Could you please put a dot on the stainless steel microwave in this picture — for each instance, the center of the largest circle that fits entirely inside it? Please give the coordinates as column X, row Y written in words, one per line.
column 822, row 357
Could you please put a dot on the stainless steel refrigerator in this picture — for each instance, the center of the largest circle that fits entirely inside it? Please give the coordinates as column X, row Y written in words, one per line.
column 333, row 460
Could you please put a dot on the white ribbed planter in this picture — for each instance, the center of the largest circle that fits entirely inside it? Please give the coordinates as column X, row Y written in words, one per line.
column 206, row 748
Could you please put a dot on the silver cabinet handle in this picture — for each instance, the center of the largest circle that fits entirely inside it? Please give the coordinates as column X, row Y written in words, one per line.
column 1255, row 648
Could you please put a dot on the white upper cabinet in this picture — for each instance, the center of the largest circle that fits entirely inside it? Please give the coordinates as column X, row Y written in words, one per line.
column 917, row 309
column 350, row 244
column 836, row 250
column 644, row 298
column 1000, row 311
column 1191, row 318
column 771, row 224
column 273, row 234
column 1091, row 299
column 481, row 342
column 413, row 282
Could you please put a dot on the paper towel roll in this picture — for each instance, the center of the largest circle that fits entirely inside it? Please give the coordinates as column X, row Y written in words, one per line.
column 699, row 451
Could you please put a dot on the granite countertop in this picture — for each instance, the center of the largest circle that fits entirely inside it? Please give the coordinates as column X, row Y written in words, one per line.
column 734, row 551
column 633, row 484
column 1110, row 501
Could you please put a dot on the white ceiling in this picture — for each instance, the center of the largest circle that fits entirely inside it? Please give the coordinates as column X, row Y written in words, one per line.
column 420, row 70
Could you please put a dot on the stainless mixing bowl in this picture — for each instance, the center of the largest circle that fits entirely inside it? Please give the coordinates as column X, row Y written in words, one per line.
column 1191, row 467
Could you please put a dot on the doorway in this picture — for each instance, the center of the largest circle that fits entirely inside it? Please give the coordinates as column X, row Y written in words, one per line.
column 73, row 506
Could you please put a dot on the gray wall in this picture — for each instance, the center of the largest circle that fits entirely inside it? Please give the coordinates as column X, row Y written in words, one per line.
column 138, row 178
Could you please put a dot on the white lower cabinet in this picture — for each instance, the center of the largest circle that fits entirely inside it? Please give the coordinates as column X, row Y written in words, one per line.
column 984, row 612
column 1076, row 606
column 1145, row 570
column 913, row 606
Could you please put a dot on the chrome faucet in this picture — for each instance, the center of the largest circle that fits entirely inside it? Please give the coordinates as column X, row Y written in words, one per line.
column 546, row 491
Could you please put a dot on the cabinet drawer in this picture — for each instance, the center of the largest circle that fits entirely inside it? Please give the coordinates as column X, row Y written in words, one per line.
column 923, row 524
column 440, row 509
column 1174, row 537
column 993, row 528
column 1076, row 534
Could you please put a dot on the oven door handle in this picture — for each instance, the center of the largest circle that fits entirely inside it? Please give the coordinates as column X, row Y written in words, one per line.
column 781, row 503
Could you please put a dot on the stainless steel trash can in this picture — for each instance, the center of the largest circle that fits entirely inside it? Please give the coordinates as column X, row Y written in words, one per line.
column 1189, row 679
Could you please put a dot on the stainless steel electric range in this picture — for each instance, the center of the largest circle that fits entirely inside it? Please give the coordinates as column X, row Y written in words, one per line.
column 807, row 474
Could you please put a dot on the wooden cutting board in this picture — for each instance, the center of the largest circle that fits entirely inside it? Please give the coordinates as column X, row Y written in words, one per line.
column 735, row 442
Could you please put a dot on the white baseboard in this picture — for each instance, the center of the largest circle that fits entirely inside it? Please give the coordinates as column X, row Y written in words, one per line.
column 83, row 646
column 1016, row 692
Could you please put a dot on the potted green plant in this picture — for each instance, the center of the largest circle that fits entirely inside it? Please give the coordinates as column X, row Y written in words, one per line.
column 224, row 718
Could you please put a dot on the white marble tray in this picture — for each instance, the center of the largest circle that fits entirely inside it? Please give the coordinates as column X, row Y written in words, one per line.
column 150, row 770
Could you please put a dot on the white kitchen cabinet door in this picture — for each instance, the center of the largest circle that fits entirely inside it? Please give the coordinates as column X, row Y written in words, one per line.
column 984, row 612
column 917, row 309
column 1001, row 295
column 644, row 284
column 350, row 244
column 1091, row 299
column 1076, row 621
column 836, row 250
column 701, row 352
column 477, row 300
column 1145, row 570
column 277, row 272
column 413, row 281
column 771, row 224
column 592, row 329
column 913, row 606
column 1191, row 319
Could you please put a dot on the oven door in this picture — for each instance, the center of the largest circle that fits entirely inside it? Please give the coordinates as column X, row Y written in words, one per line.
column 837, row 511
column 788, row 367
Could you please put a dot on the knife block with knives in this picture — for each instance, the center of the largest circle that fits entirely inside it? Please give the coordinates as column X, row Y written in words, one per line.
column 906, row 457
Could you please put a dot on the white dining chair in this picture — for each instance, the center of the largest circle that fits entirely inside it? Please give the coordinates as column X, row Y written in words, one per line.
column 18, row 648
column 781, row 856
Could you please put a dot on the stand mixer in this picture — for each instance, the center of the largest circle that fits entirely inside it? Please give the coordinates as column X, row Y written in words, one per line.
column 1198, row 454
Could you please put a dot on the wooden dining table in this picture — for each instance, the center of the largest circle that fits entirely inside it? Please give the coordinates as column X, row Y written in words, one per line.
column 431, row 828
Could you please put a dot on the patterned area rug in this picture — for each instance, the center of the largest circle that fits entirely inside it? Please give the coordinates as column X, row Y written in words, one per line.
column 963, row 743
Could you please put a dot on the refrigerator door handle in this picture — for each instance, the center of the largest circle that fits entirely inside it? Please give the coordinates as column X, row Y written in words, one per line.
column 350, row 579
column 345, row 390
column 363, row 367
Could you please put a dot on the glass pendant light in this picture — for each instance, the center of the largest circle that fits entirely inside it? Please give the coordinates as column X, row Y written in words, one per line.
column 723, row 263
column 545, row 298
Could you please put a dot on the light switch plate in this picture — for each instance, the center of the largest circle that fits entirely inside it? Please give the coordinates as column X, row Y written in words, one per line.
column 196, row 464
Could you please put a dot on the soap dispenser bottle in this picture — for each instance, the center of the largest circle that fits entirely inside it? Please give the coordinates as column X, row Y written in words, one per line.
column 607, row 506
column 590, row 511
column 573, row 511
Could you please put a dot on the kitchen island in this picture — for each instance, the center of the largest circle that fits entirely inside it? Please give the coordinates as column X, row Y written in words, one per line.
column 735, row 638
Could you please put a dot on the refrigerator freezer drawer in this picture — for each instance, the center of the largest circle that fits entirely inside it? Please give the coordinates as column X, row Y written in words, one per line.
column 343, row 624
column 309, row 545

WHAT IS NEEDED:
The lines to reproduce run from the one that contains "Could you please put a dot on the soap" through the last line above; copy them exactly.

THE SOLUTION:
Could you please put a dot on the soap dispenser bottle in this picture — for each instance, the center of the largest circle that fits entirely inside it? Please give the coordinates as column X, row Y written in words, one per line.
column 607, row 506
column 590, row 511
column 573, row 511
Could you please put a dot on the kitchen island in this picture — for each instance, the center of the largest circle that fits entirely inside it? Please give the coordinates as column X, row Y written in words, one per line.
column 735, row 638
Could you please put a dot on the refrigerator freezer drawer in this picture — for each instance, the center of the largest circle that fits entirely inside it? Please give the coordinates as column X, row Y written in words, one per line.
column 343, row 624
column 309, row 545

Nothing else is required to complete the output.